### What the exercise asks
Can you duplicate the portion of the article on YouTube's vaccine misinformation policy starting with "The Brink reached" and going on through "it impacts society."?

Is YouTube’s Crackdown on Vaccine Misinformation Going to Be Effective?
Is YouTube’s Crackdown on Vaccine Misinformation Going to Be Effective?
Social media experts discuss YouTube’s new policy and whether it could backfire
Just as soon as the COVID-19 global pandemic spread like wildfire in early 2020, so did misinformation about how the virus spreads, who’s most susceptible, and more. In response, YouTube updated its community guidelines to prohibit content creators from publishing videos containing COVID-19 misinformation. Now, the social media titan is once again revamping its community guidelines, this time taking aim at content creators trying to push anti-vaccine propaganda.
Last week, YouTube announced it will no longer allow content containing misinformation about any vaccines that are approved and confirmed to be safe and effective by health authorities. The new guidelines include some notable exceptions, allowing for publishers to post “content about vaccine policies, new vaccine trials, and historical vaccine successes or failures” and “personal testimonies relating to vaccines.”
The Brink reached out to two Boston University experts in cybersecurity and online communities to ask what YouTube’s decision to censor vaccine misinformation means, and whether it could backfire. Gianluca Stringhini, a BU College of Engineering assistant professor of computer and electrical engineering and a research fellow at BU’s Rafik B. Hariri Institute for Computing and Computational Science & Engineering, researches the spread of malicious activity on the internet. Nina Cesare, a postdoctoral associate at the BU School of Public Health, uses machine learning to study digital data and how it impacts society.
Q&A
With Gianluca Stringhini and Nina Cesare
The Brink: Vaccine misinformation has been spreading online for the better part of 2021. Why is YouTube implementing this policy now?
Nina Cesare: I suspect this is a reaction to the recent COVID-19 surge attributable to the Delta variant. Projections indicate that viral spread is much more likely among the unvaccinated portion of the population, and that unvaccinated people are much more likely to experience severe and possibly fatal symptoms that require hospitalization. Despite seeing a promising start to vaccine distribution efforts, we’re [still] seeing a dangerous lag in vaccination [rates overall]. We’re past the time to make steps toward combating misinformation.

### Input data
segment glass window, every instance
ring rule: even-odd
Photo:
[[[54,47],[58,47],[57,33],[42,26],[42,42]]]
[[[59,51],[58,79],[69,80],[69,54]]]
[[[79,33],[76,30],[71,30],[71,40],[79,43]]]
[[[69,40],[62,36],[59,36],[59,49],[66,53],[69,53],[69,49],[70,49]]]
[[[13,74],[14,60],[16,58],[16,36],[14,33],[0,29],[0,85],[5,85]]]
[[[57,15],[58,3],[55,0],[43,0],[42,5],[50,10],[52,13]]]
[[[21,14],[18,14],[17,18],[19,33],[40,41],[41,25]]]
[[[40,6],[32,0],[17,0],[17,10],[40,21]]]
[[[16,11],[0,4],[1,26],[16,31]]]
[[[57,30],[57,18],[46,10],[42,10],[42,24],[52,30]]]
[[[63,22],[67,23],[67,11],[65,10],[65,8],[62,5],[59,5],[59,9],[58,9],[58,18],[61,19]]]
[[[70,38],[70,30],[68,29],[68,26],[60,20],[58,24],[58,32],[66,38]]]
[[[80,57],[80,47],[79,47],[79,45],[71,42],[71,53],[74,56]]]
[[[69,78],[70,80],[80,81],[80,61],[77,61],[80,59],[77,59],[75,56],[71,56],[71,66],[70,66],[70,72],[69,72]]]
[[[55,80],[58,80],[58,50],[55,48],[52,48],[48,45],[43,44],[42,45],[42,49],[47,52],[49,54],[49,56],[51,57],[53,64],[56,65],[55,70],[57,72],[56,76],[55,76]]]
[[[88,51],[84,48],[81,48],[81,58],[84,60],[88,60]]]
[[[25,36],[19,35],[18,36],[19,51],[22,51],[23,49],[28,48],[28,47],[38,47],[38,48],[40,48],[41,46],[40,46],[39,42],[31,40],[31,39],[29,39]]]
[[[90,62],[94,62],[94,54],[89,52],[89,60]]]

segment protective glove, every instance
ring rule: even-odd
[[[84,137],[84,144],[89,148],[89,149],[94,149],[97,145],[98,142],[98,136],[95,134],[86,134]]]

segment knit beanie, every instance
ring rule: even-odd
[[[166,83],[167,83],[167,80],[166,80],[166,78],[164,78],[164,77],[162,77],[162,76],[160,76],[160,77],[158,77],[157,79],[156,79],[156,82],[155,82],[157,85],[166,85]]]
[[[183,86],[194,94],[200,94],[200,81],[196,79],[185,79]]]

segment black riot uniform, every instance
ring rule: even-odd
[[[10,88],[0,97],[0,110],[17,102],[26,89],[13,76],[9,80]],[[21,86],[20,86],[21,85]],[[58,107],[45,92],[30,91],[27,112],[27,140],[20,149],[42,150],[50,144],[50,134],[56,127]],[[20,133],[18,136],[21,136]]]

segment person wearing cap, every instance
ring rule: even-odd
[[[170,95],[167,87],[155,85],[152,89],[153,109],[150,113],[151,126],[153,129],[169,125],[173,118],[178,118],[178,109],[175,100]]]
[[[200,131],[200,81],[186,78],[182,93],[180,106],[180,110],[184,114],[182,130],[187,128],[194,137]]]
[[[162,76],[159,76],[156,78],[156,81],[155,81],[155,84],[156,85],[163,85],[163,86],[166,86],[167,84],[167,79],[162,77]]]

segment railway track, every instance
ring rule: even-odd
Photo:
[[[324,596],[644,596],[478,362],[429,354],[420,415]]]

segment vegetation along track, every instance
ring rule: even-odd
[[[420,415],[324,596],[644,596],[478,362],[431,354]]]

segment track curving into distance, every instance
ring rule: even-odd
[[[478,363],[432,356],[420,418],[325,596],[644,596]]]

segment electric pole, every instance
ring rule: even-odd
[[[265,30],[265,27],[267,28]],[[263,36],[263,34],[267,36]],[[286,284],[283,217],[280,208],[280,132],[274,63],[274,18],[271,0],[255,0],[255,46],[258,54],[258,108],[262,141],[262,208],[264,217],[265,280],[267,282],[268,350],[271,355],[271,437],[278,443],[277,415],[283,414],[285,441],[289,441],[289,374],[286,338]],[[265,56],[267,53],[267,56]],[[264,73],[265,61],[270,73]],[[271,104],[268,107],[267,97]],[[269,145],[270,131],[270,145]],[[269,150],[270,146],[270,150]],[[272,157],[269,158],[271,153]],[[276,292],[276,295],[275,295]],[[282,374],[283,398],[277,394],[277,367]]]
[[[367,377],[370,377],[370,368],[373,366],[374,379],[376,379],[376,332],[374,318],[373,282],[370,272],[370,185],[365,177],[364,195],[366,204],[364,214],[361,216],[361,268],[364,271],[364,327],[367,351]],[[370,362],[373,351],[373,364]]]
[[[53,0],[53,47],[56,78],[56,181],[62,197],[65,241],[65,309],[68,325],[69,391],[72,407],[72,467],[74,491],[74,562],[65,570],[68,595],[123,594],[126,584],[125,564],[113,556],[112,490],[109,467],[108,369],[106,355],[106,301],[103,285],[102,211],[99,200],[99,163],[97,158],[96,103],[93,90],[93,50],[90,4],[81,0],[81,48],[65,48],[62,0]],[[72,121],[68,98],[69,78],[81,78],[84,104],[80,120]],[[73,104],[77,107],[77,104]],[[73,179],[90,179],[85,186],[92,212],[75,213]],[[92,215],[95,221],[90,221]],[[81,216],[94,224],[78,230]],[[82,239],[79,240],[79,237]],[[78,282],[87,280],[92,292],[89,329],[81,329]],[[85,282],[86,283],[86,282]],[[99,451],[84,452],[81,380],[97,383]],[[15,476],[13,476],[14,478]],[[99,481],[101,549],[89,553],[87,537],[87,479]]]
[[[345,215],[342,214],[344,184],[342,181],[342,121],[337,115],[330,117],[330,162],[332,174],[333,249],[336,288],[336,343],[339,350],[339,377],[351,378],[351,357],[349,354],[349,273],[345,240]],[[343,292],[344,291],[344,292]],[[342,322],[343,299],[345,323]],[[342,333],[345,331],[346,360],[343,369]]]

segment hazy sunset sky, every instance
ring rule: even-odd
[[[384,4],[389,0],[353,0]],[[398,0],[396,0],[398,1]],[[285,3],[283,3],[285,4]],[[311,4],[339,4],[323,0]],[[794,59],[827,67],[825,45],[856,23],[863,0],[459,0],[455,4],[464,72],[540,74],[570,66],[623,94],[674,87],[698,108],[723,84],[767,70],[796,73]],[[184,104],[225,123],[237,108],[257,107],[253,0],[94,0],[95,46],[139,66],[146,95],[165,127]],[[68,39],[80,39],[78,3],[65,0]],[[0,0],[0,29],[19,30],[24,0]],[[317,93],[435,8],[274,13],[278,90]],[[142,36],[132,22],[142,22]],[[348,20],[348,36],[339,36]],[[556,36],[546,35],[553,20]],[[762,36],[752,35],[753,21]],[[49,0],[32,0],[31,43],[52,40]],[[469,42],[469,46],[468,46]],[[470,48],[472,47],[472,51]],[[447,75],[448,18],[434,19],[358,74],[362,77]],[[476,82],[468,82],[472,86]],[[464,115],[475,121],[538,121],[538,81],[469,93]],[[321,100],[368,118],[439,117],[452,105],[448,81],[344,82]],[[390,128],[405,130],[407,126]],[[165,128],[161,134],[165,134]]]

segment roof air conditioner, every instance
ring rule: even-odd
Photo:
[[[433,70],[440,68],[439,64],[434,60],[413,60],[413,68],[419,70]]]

### Answer to the problem
The Brink reached out to two Boston University experts in cybersecurity and online communities to ask what YouTube’s decision to censor vaccine misinformation means, and whether it could backfire. Gianluca Stringhini, a BU College of Engineering assistant professor of computer and electrical engineering and a research fellow at BU’s Rafik B. Hariri Institute for Computing and Computational Science & Engineering, researches the spread of malicious activity on the internet. Nina Cesare, a postdoctoral associate at the BU School of Public Health, uses machine learning to study digital data and how it impacts society.